● **Direction**: Reproduce, character for character, the part of the listing below that opens with the line containing "of the bokeh" and runs through the last line of the listing, with both of those lines included.

"""

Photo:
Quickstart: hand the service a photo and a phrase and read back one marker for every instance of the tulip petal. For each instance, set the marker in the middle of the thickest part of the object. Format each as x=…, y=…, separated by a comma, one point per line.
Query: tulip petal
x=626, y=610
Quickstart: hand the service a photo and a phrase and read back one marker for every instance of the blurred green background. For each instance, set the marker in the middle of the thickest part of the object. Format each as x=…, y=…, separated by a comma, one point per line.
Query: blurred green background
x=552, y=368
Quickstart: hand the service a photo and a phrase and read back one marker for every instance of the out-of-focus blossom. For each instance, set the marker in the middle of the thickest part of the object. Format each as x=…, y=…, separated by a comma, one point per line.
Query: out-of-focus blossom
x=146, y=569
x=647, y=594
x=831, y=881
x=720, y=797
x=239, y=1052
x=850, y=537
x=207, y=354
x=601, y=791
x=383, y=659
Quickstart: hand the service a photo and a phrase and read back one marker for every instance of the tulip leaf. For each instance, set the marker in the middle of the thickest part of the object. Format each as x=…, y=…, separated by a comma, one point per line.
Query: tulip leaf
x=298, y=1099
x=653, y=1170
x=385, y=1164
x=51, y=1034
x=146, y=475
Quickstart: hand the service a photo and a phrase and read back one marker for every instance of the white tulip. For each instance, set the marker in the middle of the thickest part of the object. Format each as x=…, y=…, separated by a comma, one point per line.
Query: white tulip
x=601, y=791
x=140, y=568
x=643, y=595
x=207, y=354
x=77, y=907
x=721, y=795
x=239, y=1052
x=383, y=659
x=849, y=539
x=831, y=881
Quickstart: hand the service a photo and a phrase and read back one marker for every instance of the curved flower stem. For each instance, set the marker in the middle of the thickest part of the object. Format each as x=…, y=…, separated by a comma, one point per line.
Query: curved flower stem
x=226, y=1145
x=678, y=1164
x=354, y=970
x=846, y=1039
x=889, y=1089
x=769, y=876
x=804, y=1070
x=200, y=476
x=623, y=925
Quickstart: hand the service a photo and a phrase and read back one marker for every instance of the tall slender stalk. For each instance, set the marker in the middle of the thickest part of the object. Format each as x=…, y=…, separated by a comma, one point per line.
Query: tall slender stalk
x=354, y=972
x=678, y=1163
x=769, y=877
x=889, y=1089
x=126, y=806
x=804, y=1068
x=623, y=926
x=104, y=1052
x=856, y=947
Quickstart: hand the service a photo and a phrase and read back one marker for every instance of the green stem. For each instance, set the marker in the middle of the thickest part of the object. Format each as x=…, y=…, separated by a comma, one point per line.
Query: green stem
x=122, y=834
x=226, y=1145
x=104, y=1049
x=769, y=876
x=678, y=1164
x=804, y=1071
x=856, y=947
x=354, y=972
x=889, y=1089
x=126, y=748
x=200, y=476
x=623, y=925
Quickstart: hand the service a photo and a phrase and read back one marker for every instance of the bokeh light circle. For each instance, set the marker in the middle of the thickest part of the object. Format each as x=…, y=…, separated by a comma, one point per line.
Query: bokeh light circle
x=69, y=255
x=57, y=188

"""

● **Task output**:
Quickstart: hand the service a photo and a phrase and read back one marker for every instance of the bokeh light circle. For each instance, set the marker in the middle of the thickest part of the object. Format each as x=…, y=…, separated by a comma, one point per line.
Query: bokeh light circle
x=69, y=255
x=57, y=188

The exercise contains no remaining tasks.